Top of Supplied passage
A 20-year-old Dundalk old man thought he was going to die when he was subjected to what Judge Michael O'Shea branded as a 'vicious, violent, savage and brutal attack'.
His attacker, John Smith, a 26-year-old father of two, of 94 Doolargy Avenue, Muirhevnmor, who has 64 previous convictions, pleaded guilty to assault in a house at Glenmore Park on May 31st 17, He was sentenced to four and a half years in jail, backdated to June 19th, 2017, with the last 12 months suspended.
The court heard how the victim had gone to a friend's house in Glenmore Park, Muirhevnamor, on the afternoon of May 31st 2017. Half an hour later, Smith, whom he knew, came in, sat down and began drinking beer.
Another person came in, and Smith then made a threatening gesture towards the victim, producing a large kitchen knife from his track suit bottoms.
The injured party became very alarmed and stood up, thinking he would go out the back door, but a female who was present, asked Smith not to use the knife. He put it away, but at her suggestion, punched his victim a number of times and kicked him as he lay on the ground. He then hit him with plates and cups which he had picked up from the sink.
The victim saw the accused pick up the knife and pleaded with him not to use it, but Smith proceeded to try to stab him in the chest. The injured party managed to block him using his legs and arms, but received stab wounds to his leg and arms. As Smith attempted to stab him in the thigh, the knife broke on something, and he then picked up a lamp from a table and struck the injured party with it. He went onto hit him with a small wooden stool and a lump hammer, shouting at him to move his legs which he was unable to do. He then threw the lump hammer at him, picked it up and threw it at him again and again, before stabbing him in the neck with a piece of glass.
Bottom of Supplied passage
* About this task *
Echo the part of the assault report between "Another person came" and "from the sink.", inclusive, copying it exactly.
Top of Supplied material
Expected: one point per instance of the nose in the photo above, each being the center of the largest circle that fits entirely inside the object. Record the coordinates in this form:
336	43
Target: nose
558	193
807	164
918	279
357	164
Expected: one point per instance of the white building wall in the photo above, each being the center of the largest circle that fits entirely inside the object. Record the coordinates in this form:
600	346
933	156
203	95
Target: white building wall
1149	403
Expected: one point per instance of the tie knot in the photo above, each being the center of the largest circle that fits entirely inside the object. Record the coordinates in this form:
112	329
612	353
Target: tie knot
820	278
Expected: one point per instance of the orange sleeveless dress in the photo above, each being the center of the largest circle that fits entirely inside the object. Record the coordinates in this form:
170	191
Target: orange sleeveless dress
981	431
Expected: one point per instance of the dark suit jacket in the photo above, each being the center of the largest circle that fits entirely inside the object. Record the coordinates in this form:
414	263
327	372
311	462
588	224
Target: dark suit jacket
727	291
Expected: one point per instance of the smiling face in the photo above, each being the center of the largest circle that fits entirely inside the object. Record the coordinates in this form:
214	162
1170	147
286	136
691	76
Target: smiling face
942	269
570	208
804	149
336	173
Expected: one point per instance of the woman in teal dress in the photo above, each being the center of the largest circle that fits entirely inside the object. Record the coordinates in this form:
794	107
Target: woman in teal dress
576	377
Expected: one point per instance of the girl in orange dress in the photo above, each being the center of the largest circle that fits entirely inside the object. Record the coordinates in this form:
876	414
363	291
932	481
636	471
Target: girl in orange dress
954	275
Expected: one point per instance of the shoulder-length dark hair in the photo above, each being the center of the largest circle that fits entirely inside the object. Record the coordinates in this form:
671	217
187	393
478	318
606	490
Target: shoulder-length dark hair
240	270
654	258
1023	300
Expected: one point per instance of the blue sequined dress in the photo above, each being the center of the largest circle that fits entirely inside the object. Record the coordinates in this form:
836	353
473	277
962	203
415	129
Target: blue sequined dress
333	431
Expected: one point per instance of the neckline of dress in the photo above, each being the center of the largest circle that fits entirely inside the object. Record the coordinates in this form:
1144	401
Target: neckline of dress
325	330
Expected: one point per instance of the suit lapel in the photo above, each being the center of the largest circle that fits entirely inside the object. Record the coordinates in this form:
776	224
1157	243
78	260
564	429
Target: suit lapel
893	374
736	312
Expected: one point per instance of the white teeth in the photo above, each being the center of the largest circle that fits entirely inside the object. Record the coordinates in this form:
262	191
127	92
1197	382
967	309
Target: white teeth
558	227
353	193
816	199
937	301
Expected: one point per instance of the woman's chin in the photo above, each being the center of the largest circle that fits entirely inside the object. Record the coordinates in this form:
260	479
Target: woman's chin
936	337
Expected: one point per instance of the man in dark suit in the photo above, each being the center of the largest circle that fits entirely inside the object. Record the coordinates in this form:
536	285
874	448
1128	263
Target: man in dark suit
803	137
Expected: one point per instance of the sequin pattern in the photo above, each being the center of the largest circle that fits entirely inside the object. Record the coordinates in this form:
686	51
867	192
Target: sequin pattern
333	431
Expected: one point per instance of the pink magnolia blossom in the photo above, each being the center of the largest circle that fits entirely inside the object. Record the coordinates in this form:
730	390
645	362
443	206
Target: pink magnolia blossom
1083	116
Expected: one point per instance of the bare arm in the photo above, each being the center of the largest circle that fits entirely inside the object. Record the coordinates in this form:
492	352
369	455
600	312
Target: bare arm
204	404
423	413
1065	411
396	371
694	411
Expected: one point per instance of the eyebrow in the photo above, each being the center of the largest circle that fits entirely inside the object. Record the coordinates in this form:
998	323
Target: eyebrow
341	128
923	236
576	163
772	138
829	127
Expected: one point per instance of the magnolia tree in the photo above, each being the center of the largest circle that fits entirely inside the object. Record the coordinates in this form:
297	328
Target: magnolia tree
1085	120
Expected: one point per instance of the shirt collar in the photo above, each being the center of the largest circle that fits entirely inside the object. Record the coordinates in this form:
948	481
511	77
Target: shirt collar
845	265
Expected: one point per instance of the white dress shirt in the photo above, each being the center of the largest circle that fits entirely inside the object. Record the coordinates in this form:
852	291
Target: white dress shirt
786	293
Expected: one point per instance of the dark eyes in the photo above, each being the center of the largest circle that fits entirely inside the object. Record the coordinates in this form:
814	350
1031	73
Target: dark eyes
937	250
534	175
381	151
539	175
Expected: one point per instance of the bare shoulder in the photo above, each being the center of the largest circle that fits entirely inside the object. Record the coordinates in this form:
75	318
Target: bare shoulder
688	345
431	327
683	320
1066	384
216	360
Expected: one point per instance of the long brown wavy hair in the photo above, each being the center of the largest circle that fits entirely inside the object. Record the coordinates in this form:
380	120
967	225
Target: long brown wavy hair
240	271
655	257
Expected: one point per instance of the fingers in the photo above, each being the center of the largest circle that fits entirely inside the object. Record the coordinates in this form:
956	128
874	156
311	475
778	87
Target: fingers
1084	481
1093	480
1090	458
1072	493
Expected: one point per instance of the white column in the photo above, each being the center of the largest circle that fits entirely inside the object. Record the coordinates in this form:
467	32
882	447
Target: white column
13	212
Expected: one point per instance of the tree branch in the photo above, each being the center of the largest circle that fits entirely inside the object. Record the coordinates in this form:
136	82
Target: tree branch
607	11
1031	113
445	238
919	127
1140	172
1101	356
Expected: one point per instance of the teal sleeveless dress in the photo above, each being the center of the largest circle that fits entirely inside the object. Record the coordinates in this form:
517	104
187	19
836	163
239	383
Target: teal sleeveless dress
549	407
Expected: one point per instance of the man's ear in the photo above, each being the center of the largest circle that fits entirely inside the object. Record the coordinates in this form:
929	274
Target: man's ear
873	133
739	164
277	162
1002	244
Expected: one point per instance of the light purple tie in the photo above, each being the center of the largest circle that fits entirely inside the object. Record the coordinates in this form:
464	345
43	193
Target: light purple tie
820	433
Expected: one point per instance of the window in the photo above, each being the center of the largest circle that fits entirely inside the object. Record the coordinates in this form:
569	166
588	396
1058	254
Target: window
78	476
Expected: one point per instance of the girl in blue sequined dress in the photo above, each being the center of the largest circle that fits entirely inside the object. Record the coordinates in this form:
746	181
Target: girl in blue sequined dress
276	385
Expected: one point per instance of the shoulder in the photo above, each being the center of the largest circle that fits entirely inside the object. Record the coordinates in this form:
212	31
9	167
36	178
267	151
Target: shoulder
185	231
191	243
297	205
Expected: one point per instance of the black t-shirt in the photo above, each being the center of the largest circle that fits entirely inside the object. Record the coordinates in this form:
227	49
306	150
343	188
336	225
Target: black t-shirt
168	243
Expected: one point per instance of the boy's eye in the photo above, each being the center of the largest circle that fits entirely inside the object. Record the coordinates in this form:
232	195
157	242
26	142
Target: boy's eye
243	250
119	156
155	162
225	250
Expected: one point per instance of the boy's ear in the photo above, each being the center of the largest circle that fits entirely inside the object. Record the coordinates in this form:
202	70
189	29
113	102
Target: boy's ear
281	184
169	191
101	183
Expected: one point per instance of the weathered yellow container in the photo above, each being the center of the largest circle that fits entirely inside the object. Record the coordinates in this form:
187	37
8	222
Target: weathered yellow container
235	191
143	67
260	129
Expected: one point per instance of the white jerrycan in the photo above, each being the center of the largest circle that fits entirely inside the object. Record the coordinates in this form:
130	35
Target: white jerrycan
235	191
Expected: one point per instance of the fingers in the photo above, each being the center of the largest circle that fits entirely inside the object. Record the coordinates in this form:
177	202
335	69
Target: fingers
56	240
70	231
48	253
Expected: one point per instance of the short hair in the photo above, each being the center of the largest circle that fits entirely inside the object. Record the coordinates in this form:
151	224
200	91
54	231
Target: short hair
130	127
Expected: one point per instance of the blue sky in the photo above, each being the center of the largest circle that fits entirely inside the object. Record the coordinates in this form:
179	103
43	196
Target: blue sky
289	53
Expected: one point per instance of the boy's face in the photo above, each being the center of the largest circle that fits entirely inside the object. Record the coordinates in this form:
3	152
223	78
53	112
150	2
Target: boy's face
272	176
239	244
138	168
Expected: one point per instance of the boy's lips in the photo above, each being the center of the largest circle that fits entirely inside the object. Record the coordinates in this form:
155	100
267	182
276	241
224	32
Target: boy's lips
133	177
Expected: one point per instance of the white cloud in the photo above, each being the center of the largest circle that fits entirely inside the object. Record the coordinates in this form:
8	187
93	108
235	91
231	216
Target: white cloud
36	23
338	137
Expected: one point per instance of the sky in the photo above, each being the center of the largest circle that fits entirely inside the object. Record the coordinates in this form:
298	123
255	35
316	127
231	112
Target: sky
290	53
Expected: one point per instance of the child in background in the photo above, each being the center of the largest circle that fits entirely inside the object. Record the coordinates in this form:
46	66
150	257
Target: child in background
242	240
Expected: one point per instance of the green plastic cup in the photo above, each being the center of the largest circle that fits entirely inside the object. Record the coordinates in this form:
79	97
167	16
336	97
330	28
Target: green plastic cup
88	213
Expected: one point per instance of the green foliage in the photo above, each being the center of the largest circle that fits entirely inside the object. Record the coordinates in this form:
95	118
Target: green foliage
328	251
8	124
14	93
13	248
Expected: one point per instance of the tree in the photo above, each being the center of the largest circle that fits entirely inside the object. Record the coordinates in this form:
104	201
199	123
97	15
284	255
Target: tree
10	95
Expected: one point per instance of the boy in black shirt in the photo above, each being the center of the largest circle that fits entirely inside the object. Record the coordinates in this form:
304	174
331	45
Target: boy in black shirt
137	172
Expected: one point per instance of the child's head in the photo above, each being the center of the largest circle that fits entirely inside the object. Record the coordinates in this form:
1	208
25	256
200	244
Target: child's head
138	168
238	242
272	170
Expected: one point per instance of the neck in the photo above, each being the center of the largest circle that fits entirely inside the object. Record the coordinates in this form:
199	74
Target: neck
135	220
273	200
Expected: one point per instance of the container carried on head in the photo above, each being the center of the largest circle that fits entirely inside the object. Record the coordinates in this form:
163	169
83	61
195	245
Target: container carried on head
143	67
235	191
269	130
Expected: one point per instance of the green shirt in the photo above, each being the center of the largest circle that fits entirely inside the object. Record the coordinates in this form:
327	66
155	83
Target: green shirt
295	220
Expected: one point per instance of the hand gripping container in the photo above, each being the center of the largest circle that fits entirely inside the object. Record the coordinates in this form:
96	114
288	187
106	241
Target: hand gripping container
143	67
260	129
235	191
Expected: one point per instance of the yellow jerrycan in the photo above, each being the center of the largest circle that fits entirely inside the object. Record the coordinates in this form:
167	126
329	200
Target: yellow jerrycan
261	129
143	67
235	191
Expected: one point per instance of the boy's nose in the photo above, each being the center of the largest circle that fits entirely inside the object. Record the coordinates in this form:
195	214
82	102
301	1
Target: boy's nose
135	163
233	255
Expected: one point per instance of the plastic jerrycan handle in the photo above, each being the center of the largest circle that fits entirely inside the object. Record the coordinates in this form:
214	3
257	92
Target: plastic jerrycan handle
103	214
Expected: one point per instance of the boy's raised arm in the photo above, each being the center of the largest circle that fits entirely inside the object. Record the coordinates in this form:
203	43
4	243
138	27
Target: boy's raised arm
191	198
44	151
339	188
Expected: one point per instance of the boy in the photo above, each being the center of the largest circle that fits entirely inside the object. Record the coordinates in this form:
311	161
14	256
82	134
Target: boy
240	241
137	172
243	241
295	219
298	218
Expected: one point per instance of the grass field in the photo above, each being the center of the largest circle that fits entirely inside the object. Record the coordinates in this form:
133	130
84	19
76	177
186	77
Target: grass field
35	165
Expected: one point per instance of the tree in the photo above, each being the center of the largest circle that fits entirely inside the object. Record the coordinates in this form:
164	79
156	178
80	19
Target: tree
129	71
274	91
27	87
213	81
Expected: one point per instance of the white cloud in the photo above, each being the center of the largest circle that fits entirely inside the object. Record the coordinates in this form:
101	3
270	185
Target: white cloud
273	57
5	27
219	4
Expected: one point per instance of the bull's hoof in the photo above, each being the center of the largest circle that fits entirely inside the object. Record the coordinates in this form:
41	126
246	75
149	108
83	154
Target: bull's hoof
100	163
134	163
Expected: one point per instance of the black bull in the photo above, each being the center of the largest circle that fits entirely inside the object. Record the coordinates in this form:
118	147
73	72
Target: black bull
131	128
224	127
Bottom of Supplied material
* Solution to this exercise *
Another person came in, and Smith then made a threatening gesture towards the victim, producing a large kitchen knife from his track suit bottoms.
The injured party became very alarmed and stood up, thinking he would go out the back door, but a female who was present, asked Smith not to use the knife. He put it away, but at her suggestion, punched his victim a number of times and kicked him as he lay on the ground. He then hit him with plates and cups which he had picked up from the sink.